**Requirement**
Produce a verbatim copy of the entries listed below.

Object pointing dataset rows
__________

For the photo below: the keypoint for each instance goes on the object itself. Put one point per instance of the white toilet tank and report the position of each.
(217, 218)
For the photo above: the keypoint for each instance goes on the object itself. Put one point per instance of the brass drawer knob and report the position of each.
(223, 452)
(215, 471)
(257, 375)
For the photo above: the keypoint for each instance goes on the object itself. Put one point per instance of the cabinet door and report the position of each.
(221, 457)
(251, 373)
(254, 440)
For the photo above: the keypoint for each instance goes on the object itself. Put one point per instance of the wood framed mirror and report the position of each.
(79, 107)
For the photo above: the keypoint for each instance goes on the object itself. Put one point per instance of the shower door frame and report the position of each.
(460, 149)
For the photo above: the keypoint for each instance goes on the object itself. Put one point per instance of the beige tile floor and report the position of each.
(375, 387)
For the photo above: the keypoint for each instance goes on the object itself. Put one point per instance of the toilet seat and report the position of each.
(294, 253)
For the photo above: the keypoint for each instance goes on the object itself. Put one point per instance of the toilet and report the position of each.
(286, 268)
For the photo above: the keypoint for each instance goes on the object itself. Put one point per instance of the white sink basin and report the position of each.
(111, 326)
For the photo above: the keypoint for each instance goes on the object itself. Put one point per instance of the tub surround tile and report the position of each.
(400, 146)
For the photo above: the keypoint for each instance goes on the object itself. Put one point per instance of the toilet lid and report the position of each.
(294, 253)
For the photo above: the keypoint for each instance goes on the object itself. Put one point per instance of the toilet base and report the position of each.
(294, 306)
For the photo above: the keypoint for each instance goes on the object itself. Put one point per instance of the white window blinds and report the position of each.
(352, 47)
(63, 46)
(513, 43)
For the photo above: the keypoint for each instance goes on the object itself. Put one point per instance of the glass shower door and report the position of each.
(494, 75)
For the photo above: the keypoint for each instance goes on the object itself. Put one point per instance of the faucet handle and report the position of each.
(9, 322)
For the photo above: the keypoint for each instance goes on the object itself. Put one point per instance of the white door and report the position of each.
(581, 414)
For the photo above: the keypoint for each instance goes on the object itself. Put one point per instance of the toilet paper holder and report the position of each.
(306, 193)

__________

**Expected answer**
For the photo below: the keypoint for each instance goes on the object itself. Put one point per instance of the white toilet tank and report the position of each.
(217, 218)
For the photo above: the keypoint for each instance goes on the object itself. Put one point per instance of the brass drawer knob and report the position of each.
(223, 452)
(215, 471)
(257, 375)
For the photo above: the keypoint for each instance goes on the object itself. Put one point per instance of the cabinet door and report the position of each.
(221, 457)
(251, 373)
(254, 440)
For the photo above: the keypoint for each instance goes on the object itself. Put one point per instance of the wood framed mirror and report the position of each.
(79, 107)
For the photo above: the keypoint for each instance goes on the object itself. Put one point per instance of the shower door frame and report the position of each.
(460, 149)
For the photo above: the keypoint for each instance goes on the object itself. Put one point per instance of the beige tile floor and report the position of each.
(375, 387)
For the photo above: the keypoint for each instance goes on the object itself. Put one point per instance of the toilet seat and report the position of each.
(294, 253)
For the photo above: the keypoint for each instance goes on the object itself. Put one point per instance of the toilet and report the position of each.
(286, 268)
For the photo above: the keypoint for each instance goes on the object itself. Put one point per instance of the white sink basin and report the position of each.
(111, 326)
For the photo above: the keypoint for each instance goes on the object itself. Put one point per instance of the tub surround tile and report the position of each.
(400, 146)
For the photo above: the keypoint for each instance goes on the object itself. Put one point per instance of the toilet lid and report the position of each.
(294, 253)
For the photo above: the keypoint for each instance goes on the object itself. Put one point per instance of the toilet base and report the position of each.
(294, 306)
For the photo above: the keypoint for each instance goes on the object itself. Put one point per instance of the white window blinds and report the position of each.
(352, 47)
(63, 46)
(513, 43)
For the photo above: the keypoint for each instance goes on the object itself. Put one point per instance of the glass shower door and report the position of each.
(494, 75)
For the photo above: the keypoint for each instance goes on the object itself. Put one point per instance of the faucet handle and report the position of each.
(9, 322)
For the photo above: the keypoint for each instance goes on the object itself. Put one point per instance of the white door and report the position of each.
(581, 414)
For the photo above: the keypoint for each instance goes on the object itself. Put one point per instance of the toilet paper holder and report the position of each.
(306, 193)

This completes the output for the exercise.